Tally the lines in the records that contain the string "grass" and give only that number.

## start Records for processing

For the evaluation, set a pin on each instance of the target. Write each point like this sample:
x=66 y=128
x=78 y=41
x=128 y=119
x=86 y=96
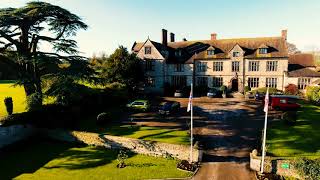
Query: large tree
x=23 y=30
x=122 y=66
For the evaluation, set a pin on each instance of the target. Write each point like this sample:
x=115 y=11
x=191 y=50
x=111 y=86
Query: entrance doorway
x=234 y=85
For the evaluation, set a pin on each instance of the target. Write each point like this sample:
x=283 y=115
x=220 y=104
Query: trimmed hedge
x=310 y=169
x=313 y=94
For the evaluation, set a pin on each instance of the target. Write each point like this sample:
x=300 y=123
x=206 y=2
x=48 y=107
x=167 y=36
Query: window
x=236 y=54
x=271 y=82
x=210 y=52
x=179 y=81
x=272 y=65
x=150 y=82
x=147 y=50
x=303 y=82
x=178 y=52
x=253 y=65
x=217 y=81
x=263 y=51
x=178 y=67
x=217 y=66
x=202 y=81
x=150 y=65
x=201 y=66
x=253 y=82
x=235 y=66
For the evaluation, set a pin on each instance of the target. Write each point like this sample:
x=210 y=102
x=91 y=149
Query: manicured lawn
x=301 y=140
x=18 y=96
x=166 y=135
x=53 y=160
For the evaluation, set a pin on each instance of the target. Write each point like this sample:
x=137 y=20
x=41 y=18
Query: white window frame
x=254 y=66
x=272 y=65
x=202 y=66
x=217 y=81
x=235 y=66
x=303 y=83
x=272 y=82
x=217 y=66
x=253 y=82
x=147 y=50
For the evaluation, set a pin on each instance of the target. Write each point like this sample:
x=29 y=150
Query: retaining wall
x=136 y=145
x=12 y=134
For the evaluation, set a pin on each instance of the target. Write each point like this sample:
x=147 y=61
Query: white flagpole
x=191 y=126
x=265 y=130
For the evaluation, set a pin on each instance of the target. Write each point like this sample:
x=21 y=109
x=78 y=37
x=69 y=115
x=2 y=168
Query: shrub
x=310 y=169
x=9 y=105
x=223 y=88
x=247 y=89
x=34 y=101
x=122 y=156
x=313 y=94
x=264 y=90
x=103 y=118
x=290 y=117
x=291 y=89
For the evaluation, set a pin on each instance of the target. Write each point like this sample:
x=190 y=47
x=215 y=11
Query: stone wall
x=273 y=165
x=135 y=145
x=12 y=134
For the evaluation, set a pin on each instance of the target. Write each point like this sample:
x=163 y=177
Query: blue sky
x=121 y=22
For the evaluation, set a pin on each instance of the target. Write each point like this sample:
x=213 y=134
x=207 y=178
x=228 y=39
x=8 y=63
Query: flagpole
x=265 y=130
x=191 y=127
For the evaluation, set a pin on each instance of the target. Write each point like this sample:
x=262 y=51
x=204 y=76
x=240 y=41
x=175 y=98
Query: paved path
x=228 y=135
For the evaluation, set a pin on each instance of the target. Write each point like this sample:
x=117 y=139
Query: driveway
x=228 y=133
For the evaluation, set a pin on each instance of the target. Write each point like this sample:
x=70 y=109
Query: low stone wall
x=12 y=134
x=136 y=145
x=272 y=165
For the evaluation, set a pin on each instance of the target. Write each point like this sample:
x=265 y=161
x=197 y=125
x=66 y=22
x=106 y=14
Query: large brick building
x=236 y=63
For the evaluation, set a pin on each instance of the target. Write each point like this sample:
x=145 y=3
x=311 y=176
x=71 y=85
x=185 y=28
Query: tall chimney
x=213 y=36
x=172 y=37
x=164 y=37
x=284 y=34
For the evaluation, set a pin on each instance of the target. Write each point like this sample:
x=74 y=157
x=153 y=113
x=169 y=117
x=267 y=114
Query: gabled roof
x=277 y=47
x=303 y=59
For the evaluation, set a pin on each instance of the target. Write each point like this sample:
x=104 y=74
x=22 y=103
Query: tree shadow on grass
x=28 y=156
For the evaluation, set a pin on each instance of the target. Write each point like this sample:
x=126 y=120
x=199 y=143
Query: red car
x=284 y=102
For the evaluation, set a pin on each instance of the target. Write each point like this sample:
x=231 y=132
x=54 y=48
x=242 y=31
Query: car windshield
x=138 y=103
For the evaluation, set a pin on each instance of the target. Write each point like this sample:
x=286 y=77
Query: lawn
x=55 y=160
x=18 y=96
x=166 y=135
x=301 y=140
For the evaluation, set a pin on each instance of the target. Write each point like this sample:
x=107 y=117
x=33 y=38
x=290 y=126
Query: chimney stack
x=284 y=34
x=213 y=36
x=172 y=37
x=164 y=37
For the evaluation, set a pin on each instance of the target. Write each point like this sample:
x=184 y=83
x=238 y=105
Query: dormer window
x=178 y=53
x=236 y=54
x=210 y=52
x=263 y=50
x=147 y=50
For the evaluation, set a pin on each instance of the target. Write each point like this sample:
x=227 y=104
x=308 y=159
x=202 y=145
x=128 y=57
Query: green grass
x=300 y=140
x=18 y=96
x=52 y=160
x=166 y=135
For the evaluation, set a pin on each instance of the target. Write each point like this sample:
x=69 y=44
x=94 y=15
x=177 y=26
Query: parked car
x=178 y=93
x=259 y=96
x=284 y=102
x=143 y=105
x=169 y=108
x=213 y=93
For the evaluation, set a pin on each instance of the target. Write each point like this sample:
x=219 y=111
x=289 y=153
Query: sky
x=122 y=22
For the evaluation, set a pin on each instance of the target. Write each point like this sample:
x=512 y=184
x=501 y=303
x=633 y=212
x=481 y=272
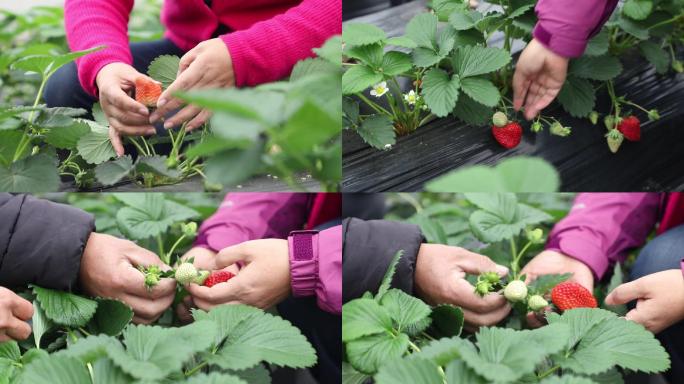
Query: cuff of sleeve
x=303 y=250
x=561 y=45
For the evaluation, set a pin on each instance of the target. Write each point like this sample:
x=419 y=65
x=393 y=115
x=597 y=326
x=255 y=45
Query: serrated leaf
x=65 y=308
x=31 y=174
x=363 y=317
x=481 y=90
x=413 y=371
x=369 y=353
x=362 y=34
x=440 y=91
x=477 y=60
x=377 y=131
x=577 y=96
x=602 y=68
x=111 y=172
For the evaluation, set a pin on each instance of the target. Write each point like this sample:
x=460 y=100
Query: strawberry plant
x=79 y=339
x=446 y=63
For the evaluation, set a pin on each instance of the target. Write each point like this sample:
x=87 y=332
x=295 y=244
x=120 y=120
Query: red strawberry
x=570 y=295
x=509 y=135
x=217 y=277
x=631 y=128
x=147 y=91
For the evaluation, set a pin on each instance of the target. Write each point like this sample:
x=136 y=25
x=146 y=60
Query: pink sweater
x=269 y=36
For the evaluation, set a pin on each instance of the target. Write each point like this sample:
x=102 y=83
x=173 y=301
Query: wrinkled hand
x=263 y=282
x=14 y=312
x=659 y=297
x=551 y=262
x=126 y=116
x=108 y=269
x=440 y=278
x=203 y=259
x=208 y=65
x=539 y=76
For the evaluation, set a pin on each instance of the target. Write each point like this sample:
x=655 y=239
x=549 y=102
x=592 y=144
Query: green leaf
x=369 y=353
x=481 y=90
x=637 y=9
x=406 y=311
x=602 y=68
x=476 y=60
x=519 y=174
x=65 y=308
x=655 y=55
x=111 y=172
x=95 y=147
x=377 y=131
x=422 y=29
x=413 y=371
x=577 y=96
x=67 y=137
x=440 y=91
x=362 y=317
x=362 y=34
x=164 y=69
x=31 y=174
x=358 y=78
x=55 y=369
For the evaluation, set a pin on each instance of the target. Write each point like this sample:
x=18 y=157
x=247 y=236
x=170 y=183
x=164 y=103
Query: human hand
x=208 y=65
x=551 y=262
x=440 y=278
x=539 y=76
x=108 y=269
x=126 y=116
x=659 y=297
x=14 y=312
x=263 y=282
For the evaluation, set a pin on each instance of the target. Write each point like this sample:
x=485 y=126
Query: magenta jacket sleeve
x=565 y=26
x=601 y=227
x=91 y=23
x=316 y=267
x=268 y=50
x=249 y=216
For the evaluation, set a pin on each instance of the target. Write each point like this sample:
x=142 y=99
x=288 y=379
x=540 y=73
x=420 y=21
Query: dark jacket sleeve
x=41 y=242
x=368 y=249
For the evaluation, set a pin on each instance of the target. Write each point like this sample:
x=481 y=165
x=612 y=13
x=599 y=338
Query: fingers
x=625 y=293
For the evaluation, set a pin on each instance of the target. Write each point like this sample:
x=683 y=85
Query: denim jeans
x=663 y=253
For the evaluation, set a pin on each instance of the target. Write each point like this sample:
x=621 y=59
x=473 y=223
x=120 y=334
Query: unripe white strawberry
x=186 y=273
x=515 y=291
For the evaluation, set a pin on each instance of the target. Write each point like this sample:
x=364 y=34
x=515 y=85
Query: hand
x=263 y=282
x=440 y=278
x=108 y=269
x=551 y=262
x=539 y=76
x=203 y=259
x=14 y=312
x=659 y=296
x=126 y=116
x=208 y=65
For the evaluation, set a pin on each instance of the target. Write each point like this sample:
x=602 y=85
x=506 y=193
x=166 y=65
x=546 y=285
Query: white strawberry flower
x=379 y=89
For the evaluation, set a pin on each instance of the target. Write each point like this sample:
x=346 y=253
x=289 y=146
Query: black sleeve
x=367 y=251
x=41 y=242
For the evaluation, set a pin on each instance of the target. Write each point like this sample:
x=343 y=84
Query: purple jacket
x=565 y=26
x=250 y=216
x=602 y=227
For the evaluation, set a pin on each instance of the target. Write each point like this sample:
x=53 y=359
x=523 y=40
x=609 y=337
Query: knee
x=660 y=254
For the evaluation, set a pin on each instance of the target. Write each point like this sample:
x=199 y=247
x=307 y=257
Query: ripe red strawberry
x=631 y=128
x=509 y=135
x=217 y=277
x=570 y=295
x=147 y=92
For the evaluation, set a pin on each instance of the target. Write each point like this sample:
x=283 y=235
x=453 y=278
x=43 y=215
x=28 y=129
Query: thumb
x=624 y=293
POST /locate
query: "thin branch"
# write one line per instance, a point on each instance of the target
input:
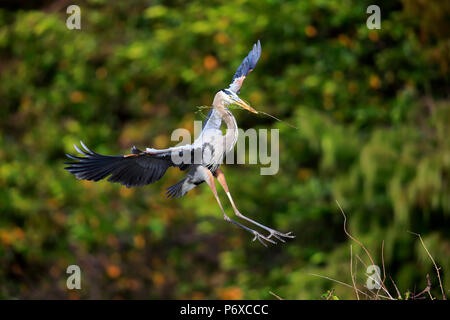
(362, 246)
(344, 284)
(351, 272)
(434, 263)
(396, 289)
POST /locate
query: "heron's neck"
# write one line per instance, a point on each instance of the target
(231, 135)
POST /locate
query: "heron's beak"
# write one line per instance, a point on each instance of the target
(244, 105)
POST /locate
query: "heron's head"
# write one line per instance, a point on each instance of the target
(229, 97)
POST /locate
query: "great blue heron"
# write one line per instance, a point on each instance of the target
(145, 167)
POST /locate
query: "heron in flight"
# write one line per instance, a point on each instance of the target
(201, 159)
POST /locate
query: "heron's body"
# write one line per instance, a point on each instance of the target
(201, 159)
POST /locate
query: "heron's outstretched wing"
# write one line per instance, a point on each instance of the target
(136, 169)
(246, 67)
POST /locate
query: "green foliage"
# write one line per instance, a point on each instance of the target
(372, 110)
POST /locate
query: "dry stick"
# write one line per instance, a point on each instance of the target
(396, 289)
(351, 272)
(382, 262)
(365, 265)
(434, 263)
(273, 117)
(343, 283)
(362, 246)
(276, 296)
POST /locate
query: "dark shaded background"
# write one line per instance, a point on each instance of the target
(372, 107)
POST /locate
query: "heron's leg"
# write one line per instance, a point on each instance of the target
(277, 234)
(212, 185)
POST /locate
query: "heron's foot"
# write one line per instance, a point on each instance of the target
(279, 235)
(262, 238)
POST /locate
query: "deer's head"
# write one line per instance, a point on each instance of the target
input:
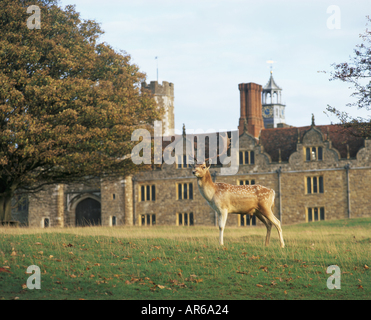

## end Records for processing

### Completed task
2